* [Brief]: Copy exactly, please, the lines of the data from its start through the line containing "positive clicks: (100, 89) (35, 72)".

* [Exercise materials]:
╔══
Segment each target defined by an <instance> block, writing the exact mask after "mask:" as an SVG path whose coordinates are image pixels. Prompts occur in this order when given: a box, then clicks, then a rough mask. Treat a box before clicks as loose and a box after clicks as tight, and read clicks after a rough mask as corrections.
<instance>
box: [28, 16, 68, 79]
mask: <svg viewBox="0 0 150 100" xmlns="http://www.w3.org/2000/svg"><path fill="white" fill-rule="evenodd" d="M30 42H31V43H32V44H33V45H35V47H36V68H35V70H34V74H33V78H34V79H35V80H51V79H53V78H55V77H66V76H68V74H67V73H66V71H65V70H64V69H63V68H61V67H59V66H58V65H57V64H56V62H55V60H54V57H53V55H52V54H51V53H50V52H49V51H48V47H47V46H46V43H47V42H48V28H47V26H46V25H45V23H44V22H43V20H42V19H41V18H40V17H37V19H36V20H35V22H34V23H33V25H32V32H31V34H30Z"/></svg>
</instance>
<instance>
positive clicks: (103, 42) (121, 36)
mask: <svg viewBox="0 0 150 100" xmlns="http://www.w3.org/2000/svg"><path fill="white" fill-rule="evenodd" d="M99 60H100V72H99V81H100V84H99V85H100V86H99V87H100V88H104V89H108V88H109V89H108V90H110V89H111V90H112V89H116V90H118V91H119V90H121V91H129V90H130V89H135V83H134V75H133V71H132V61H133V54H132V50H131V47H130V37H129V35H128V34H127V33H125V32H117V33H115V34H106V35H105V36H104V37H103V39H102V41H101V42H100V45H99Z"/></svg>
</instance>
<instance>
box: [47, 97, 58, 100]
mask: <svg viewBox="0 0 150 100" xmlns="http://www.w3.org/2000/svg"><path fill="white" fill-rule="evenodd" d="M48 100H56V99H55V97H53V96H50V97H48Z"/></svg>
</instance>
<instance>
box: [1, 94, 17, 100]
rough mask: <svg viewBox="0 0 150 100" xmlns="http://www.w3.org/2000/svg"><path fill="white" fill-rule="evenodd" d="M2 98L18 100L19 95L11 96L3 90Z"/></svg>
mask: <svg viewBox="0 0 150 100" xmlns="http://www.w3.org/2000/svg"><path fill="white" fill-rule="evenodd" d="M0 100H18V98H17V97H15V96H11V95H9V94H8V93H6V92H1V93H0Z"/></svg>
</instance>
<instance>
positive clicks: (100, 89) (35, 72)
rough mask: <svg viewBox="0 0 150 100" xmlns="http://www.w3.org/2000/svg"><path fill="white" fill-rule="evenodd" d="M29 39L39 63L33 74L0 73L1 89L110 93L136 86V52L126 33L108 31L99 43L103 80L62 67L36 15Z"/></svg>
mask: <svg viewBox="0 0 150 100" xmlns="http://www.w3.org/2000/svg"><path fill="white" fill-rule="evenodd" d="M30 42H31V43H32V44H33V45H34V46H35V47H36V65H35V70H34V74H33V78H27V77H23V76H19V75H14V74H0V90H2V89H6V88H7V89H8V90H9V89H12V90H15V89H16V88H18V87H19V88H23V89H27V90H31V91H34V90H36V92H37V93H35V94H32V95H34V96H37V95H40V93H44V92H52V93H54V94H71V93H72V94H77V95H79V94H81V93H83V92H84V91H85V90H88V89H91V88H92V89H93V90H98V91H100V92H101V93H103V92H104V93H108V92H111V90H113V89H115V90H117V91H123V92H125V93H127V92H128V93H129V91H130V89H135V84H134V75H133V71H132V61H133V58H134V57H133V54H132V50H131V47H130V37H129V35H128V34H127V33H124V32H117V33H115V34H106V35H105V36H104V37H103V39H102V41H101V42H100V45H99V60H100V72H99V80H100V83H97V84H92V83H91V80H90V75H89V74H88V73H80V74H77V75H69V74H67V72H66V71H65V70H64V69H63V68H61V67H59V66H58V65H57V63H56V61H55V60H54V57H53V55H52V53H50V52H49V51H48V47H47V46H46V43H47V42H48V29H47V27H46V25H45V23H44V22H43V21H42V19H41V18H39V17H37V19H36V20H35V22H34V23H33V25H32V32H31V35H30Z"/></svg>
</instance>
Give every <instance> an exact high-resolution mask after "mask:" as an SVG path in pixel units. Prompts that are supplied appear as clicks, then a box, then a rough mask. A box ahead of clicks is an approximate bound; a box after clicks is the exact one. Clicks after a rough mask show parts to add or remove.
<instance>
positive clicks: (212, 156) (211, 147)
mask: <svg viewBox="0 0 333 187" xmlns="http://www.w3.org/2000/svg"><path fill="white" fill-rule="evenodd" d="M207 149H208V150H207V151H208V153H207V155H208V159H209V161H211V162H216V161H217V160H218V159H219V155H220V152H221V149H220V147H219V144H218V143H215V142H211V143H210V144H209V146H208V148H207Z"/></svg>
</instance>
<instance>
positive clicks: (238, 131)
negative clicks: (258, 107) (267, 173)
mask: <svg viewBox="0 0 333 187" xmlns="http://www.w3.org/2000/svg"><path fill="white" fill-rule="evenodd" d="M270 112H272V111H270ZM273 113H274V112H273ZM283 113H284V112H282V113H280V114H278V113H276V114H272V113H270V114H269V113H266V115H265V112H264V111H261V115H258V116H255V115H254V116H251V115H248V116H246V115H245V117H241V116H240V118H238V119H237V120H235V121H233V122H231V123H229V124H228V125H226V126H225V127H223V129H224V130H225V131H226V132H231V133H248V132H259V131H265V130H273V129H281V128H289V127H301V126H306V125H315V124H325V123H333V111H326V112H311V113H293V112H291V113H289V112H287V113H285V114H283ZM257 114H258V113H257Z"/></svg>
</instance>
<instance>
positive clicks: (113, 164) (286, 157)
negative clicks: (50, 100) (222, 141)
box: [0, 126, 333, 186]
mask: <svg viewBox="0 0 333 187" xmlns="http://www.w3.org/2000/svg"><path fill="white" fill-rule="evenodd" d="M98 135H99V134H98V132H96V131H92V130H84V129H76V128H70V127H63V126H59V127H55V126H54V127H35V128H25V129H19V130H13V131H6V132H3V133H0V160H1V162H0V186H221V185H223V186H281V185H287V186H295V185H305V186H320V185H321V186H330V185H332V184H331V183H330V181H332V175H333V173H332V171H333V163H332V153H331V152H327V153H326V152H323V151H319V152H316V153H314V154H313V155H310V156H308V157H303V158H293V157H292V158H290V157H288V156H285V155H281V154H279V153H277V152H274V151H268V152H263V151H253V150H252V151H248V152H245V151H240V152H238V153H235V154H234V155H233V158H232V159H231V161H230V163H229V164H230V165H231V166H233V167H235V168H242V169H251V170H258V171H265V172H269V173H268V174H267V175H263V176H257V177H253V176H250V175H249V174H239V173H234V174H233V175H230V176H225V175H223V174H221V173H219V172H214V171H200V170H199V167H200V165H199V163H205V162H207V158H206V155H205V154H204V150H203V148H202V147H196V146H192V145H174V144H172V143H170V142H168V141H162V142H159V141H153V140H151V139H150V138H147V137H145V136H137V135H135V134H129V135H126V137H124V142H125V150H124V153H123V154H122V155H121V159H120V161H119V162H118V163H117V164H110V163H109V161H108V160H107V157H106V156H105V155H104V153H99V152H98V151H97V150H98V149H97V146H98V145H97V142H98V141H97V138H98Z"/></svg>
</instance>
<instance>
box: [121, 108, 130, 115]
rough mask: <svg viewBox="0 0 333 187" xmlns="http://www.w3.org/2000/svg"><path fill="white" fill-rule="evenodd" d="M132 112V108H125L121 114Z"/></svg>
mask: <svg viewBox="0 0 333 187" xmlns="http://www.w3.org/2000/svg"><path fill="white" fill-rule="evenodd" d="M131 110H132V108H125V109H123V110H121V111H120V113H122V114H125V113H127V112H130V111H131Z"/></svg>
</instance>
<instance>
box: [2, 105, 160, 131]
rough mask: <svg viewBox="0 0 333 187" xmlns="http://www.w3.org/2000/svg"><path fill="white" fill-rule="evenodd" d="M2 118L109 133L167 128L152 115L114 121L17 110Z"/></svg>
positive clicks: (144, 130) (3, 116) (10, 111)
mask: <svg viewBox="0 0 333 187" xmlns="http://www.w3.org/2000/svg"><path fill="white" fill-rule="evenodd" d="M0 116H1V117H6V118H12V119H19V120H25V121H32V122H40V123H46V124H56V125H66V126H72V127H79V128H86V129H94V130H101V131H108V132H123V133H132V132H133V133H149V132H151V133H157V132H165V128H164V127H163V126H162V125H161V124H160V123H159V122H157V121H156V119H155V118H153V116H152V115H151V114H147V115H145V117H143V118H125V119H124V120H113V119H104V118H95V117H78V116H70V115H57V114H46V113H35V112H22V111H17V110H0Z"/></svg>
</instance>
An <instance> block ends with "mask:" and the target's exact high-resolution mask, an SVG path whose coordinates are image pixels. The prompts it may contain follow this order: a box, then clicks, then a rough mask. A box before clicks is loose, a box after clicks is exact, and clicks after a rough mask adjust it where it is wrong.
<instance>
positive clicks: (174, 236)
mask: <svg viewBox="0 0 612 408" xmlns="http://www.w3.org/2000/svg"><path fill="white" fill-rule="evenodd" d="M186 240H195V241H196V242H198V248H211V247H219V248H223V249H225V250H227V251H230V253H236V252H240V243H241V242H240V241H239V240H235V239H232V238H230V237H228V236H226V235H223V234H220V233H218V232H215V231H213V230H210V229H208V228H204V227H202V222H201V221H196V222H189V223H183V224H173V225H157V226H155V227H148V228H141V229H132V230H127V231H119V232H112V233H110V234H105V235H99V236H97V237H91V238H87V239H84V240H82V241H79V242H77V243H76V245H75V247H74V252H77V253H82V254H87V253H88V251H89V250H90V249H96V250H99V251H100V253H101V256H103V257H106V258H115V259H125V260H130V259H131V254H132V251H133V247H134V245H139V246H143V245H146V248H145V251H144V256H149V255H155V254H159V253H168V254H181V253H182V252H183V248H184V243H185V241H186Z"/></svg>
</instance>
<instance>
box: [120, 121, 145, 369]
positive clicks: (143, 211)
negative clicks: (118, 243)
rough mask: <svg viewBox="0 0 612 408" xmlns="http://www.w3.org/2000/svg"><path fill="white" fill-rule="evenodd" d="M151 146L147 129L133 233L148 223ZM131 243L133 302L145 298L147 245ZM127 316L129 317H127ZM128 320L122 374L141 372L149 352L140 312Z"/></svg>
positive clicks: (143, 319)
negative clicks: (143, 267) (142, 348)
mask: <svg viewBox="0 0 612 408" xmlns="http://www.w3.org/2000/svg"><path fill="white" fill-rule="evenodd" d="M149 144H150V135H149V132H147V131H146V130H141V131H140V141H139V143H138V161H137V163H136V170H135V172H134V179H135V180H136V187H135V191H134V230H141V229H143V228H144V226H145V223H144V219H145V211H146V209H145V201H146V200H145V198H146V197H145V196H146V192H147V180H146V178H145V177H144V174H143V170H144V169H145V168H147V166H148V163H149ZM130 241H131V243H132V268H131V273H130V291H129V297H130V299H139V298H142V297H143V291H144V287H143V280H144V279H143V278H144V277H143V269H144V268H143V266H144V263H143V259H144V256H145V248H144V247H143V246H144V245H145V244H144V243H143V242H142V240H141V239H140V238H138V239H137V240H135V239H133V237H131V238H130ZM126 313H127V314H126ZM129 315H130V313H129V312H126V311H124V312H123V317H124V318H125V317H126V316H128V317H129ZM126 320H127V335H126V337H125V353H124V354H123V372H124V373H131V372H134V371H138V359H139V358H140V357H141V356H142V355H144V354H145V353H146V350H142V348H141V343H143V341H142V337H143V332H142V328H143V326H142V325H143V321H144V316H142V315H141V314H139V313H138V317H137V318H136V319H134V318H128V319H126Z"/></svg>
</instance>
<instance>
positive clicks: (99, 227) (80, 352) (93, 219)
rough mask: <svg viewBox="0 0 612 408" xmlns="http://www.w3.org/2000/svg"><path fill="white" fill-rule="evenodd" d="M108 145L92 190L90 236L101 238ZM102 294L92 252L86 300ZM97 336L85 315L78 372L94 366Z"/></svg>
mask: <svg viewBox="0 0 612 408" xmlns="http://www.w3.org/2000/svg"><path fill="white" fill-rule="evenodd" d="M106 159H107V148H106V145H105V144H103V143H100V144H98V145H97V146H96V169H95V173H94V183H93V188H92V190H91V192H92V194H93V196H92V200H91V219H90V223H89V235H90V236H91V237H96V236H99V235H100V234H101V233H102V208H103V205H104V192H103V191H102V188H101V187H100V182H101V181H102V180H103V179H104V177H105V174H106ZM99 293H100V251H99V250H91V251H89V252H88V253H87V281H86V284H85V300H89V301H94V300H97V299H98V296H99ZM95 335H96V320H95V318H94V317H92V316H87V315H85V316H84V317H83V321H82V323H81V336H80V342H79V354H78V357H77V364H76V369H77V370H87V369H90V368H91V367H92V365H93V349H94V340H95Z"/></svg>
╚══
* [Output]:
Segment each target defined by an <instance> block, writing the exact mask after "mask:" as an SVG path whose coordinates are image pixels. Prompts occur in this order when given: a box, then clicks, then a rough mask. Treat a box before clicks as loose and a box after clicks as tight, and read clicks after a rough mask as corrections.
<instance>
box: [28, 16, 68, 79]
mask: <svg viewBox="0 0 150 100" xmlns="http://www.w3.org/2000/svg"><path fill="white" fill-rule="evenodd" d="M30 42H31V43H32V44H33V45H35V47H36V68H35V70H34V74H33V78H34V79H35V80H51V79H53V78H55V77H66V76H68V74H67V73H66V71H65V70H64V69H63V68H61V67H59V66H58V65H57V64H56V62H55V60H54V57H53V55H52V54H51V53H50V52H49V51H48V47H47V46H46V43H47V42H48V28H47V26H46V25H45V23H44V22H43V20H42V19H41V18H40V17H37V19H36V20H35V22H34V23H33V25H32V32H31V34H30Z"/></svg>
</instance>
<instance>
positive clicks: (103, 42) (121, 36)
mask: <svg viewBox="0 0 150 100" xmlns="http://www.w3.org/2000/svg"><path fill="white" fill-rule="evenodd" d="M99 60H100V72H99V81H100V84H99V85H100V86H99V87H100V88H104V89H108V88H109V89H108V90H110V89H111V90H112V89H116V90H118V91H119V90H121V91H129V90H130V89H135V83H134V75H133V71H132V61H133V54H132V50H131V47H130V37H129V35H128V34H127V33H125V32H117V33H115V34H106V35H105V36H104V37H103V39H102V41H101V42H100V45H99Z"/></svg>
</instance>
<instance>
box: [47, 97, 58, 100]
mask: <svg viewBox="0 0 150 100" xmlns="http://www.w3.org/2000/svg"><path fill="white" fill-rule="evenodd" d="M48 100H56V99H55V97H53V96H50V97H48Z"/></svg>
</instance>
<instance>
box: [1, 94, 17, 100]
rough mask: <svg viewBox="0 0 150 100" xmlns="http://www.w3.org/2000/svg"><path fill="white" fill-rule="evenodd" d="M2 98L18 100L19 95L11 96L3 90Z"/></svg>
mask: <svg viewBox="0 0 150 100" xmlns="http://www.w3.org/2000/svg"><path fill="white" fill-rule="evenodd" d="M0 100H18V98H17V97H15V96H11V95H9V94H8V93H6V92H1V93H0Z"/></svg>
</instance>
<instance>
positive clicks: (100, 89) (35, 72)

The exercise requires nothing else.